**Requirements:** Please extract every line of the entries below verbatim, keeping them in their original order.

**Dataset records:**

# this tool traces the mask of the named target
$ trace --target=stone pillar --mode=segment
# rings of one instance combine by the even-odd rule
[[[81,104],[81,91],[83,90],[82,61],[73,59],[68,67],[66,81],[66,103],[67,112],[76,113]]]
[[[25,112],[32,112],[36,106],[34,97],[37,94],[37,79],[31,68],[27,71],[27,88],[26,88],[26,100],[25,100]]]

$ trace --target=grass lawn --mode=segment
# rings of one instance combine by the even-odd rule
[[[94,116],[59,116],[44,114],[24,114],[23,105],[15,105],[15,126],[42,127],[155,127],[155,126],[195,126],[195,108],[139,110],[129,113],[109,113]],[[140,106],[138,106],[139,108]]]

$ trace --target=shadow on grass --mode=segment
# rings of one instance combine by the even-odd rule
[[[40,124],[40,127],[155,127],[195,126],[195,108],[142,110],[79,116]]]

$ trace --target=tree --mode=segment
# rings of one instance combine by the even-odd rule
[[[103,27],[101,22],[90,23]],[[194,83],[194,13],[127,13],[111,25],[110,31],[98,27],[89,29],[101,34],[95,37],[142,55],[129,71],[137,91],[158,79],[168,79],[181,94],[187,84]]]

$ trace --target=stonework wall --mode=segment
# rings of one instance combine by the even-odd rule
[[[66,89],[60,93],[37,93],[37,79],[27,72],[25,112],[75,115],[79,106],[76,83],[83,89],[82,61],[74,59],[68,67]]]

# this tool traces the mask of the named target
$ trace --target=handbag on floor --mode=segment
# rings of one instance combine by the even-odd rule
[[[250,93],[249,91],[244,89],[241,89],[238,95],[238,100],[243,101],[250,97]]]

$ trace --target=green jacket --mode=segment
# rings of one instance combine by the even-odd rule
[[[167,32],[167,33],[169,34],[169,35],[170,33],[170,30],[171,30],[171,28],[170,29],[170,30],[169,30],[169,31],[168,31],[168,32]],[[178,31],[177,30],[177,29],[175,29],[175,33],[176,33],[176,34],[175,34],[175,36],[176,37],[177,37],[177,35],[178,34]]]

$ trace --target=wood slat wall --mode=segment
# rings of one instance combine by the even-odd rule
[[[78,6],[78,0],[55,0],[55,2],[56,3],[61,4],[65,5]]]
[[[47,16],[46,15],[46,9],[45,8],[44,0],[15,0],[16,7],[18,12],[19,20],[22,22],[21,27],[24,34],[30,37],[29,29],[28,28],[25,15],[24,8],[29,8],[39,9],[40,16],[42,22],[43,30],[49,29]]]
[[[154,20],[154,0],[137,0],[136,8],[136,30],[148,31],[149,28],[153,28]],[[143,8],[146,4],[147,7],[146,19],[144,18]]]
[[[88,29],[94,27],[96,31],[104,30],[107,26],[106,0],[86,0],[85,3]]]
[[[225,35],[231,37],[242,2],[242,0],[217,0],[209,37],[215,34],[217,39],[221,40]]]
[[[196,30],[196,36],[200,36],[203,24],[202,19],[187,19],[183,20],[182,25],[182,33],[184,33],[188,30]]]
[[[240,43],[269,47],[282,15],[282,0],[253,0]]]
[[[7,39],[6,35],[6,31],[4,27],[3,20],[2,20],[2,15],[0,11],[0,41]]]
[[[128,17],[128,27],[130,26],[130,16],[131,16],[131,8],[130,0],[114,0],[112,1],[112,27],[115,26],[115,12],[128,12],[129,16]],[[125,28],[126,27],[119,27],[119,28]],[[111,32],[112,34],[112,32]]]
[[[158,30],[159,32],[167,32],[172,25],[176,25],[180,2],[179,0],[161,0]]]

**Worked answer:**
# this tool traces the mask of the named target
$ trace --target=stone pillar --mode=segment
# rings of one instance combine by the even-odd rule
[[[81,104],[81,91],[83,90],[82,61],[73,59],[68,67],[66,81],[66,103],[67,112],[76,113]]]
[[[25,112],[32,112],[36,106],[34,97],[37,94],[37,79],[31,68],[27,71],[27,88],[26,88],[26,100],[25,100]]]

$ trace --target=grass lawn --mode=segment
# rings of one instance combine by the even-odd rule
[[[94,116],[59,116],[44,114],[24,114],[23,105],[15,105],[15,126],[42,127],[155,127],[155,126],[195,126],[195,108],[139,110],[129,113],[109,113]],[[140,106],[138,106],[139,108]]]

$ trace --target=shadow on grass --mode=segment
# rings of one instance combine by the even-odd rule
[[[40,124],[40,127],[155,127],[195,126],[195,108],[142,110],[79,116]]]

$ trace --target=tree --mode=segment
# rings of one instance combine by the even-odd rule
[[[103,27],[101,22],[90,23]],[[194,83],[194,13],[127,13],[111,25],[110,31],[98,27],[89,29],[101,34],[95,37],[142,55],[129,71],[137,91],[158,79],[168,79],[181,94],[187,84]]]

$ trace --target=stonework wall --mode=segment
# rings of one instance combine by the even-odd rule
[[[66,89],[60,93],[37,93],[37,79],[27,72],[25,112],[75,115],[79,106],[76,83],[83,89],[82,61],[74,59],[68,67]]]

# this tool traces the mask of the named target
$ trace --target=handbag on floor --mode=segment
# rings of one instance combine by the even-odd rule
[[[250,93],[249,91],[244,89],[241,89],[238,95],[238,100],[243,101],[250,97]]]

$ trace --target=green jacket --mode=segment
# rings of one instance combine by the even-odd rule
[[[167,32],[167,33],[169,34],[169,35],[170,33],[170,30],[171,30],[171,28],[170,29],[170,30],[169,30],[169,31],[168,31],[168,32]],[[178,31],[177,30],[177,29],[175,29],[175,33],[176,33],[176,34],[175,34],[175,36],[176,37],[177,37],[177,35],[178,34]]]

$ trace --target=wood slat wall --mode=segment
# rings of one instance combine by the even-odd rule
[[[78,6],[78,0],[55,0],[55,2],[56,3],[61,4],[65,5]]]
[[[47,16],[46,15],[46,9],[45,8],[44,0],[15,0],[16,7],[18,12],[19,20],[22,22],[21,27],[24,34],[30,37],[29,29],[28,28],[25,15],[24,8],[29,8],[39,9],[40,16],[42,22],[43,30],[49,29]]]
[[[154,20],[154,0],[137,0],[136,8],[136,30],[148,31],[149,28],[153,28]],[[143,8],[146,4],[147,7],[146,19],[144,18]]]
[[[88,29],[94,27],[96,31],[104,30],[107,26],[106,0],[86,0],[85,3]]]
[[[225,35],[231,37],[242,2],[242,0],[217,0],[209,37],[215,34],[217,39],[221,40]]]
[[[196,30],[196,36],[200,36],[203,24],[202,19],[187,19],[183,20],[182,25],[182,33],[184,33],[188,30]]]
[[[240,43],[269,47],[282,15],[282,0],[253,0]]]
[[[7,39],[6,35],[6,31],[4,27],[3,20],[2,20],[2,15],[0,11],[0,41]]]
[[[128,17],[128,27],[130,26],[130,16],[131,16],[131,8],[130,0],[114,0],[112,1],[112,27],[115,26],[115,12],[128,12],[129,16]],[[125,28],[126,27],[119,27],[119,28]],[[111,32],[112,34],[112,32]]]
[[[158,30],[159,32],[167,32],[172,25],[176,25],[180,2],[179,0],[161,0]]]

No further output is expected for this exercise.